▶ [INSTRUCTIONS FOR THE TASK] Exactly as written, please repeat the data that follows, but not the pictures.

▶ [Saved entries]
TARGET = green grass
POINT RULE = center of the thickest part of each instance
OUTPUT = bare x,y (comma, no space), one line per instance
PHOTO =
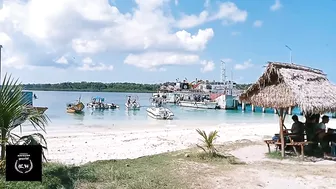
274,155
151,172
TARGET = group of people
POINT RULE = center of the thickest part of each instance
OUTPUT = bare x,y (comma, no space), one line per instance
315,130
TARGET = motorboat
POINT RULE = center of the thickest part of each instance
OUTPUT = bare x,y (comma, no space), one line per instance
160,113
76,107
132,104
201,105
158,101
98,103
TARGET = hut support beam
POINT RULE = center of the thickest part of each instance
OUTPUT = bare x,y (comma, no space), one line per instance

▶ [SOLVED PROBLEM]
TARGET = green grass
POINT RULE = center of the thickest part of each instance
OUTPUT = bare x,y (comma, no space), one line per instance
PHOTO =
274,155
151,172
TARGET = group of people
POINT RULE = center of the thickest part of each instance
OUTPUT = bare x,y (comma, no space), one line per instance
315,130
TARGET = motorboat
POINT RULE = center of the thickest part of each instance
OUTPUT = bare x,y (comma, no space), one line per instance
160,113
76,107
132,104
201,105
158,101
98,103
TARGET = hut support beam
POINT RULE = center of the thickest part of each instance
OUTPUT = bare x,y (comma, no space), one line per instance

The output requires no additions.